▶ **Required actions**
**A.** Duplicate the part of the material change report starting at "3. News Release" and ending at "profile at www.sedar.com.", keeping every word and mark unchanged.
**B.** Filter the records down to the lines that contain the string "glove", and copy each such line in full. Case counts when matching.

═════ Provided text ═════

MATERIAL CHANGE REPORT

1. Name and Address of Company

BIGG Digital Assets Inc. (“ BIGG ” or the “ Company ”) Suite 1220 – 1130 West Pender Street Vancouver, British Columbia, Canada V6E 4A4

2. Date of Material Change

January 7, 2021 January 8, 2021

3. News Release

The news releases announcing the material changes described in this material change report were disseminated through the services of GlobeNewswire on January 7 and January 8 2021, and were subsequently filed on the Company’s SEDAR profile at www.sedar.com.

4. Summary of Material Change

On January 7, 2021, BIGG announced that it had entered into an agreement with a syndicate of underwriters led by PI Financial Corp. (the “ Lead Underwriter ”) and including Canaccord Genuity Corp. and Echelon Wealth Partners (collectively with the Lead Underwriter, the “ Underwriters ”), pursuant to which the Underwriters agreed to purchase, on a bought deal basis, 20,000,000 units of the Company (“ Units ”) at a price of $0.50 per Unit for gross proceeds of $10,000,000 (the “ Offering ”).

═════ The data ═════

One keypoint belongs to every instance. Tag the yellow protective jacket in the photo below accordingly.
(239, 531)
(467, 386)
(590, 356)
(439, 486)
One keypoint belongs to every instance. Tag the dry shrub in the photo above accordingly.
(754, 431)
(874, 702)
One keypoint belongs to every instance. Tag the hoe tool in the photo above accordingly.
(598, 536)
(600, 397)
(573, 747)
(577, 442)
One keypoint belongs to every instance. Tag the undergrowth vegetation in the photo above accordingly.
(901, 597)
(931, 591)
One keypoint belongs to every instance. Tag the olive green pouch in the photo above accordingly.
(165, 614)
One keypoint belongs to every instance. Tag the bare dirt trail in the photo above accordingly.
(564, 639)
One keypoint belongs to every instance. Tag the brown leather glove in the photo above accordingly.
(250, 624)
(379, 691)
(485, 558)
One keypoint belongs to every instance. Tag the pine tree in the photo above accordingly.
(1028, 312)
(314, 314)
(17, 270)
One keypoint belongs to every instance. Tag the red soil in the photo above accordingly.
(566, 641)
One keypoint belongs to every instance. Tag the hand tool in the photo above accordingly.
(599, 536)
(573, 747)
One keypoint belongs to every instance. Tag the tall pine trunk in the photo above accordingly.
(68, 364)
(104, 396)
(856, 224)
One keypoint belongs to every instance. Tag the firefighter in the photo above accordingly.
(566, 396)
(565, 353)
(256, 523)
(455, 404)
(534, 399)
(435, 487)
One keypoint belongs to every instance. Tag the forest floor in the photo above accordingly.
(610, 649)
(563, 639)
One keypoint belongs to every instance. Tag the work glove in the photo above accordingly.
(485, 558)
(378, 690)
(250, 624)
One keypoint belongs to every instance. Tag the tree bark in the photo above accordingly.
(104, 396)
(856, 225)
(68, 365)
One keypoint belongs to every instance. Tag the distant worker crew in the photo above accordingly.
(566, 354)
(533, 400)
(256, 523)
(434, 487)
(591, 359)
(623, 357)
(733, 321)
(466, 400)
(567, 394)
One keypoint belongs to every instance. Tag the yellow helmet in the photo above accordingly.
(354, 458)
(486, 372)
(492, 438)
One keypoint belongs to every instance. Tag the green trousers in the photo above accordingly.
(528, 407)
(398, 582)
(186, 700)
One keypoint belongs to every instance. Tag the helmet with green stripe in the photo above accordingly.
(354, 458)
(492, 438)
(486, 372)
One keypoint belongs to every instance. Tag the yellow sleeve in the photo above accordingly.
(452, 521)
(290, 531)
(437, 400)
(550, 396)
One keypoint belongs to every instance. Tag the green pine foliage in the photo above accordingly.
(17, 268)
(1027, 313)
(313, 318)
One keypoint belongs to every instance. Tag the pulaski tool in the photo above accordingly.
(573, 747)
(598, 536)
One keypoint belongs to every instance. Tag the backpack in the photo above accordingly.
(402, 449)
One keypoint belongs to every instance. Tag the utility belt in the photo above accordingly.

═════

▶ **Answer list**
**A.**
3. News Release

The news releases announcing the material changes described in this material change report were disseminated through the services of GlobeNewswire on January 7 and January 8 2021, and were subsequently filed on the Company’s SEDAR profile at www.sedar.com.

**B.**
One keypoint belongs to every instance. Tag the brown leather glove in the photo above accordingly.
One keypoint belongs to every instance. Tag the work glove in the photo above accordingly.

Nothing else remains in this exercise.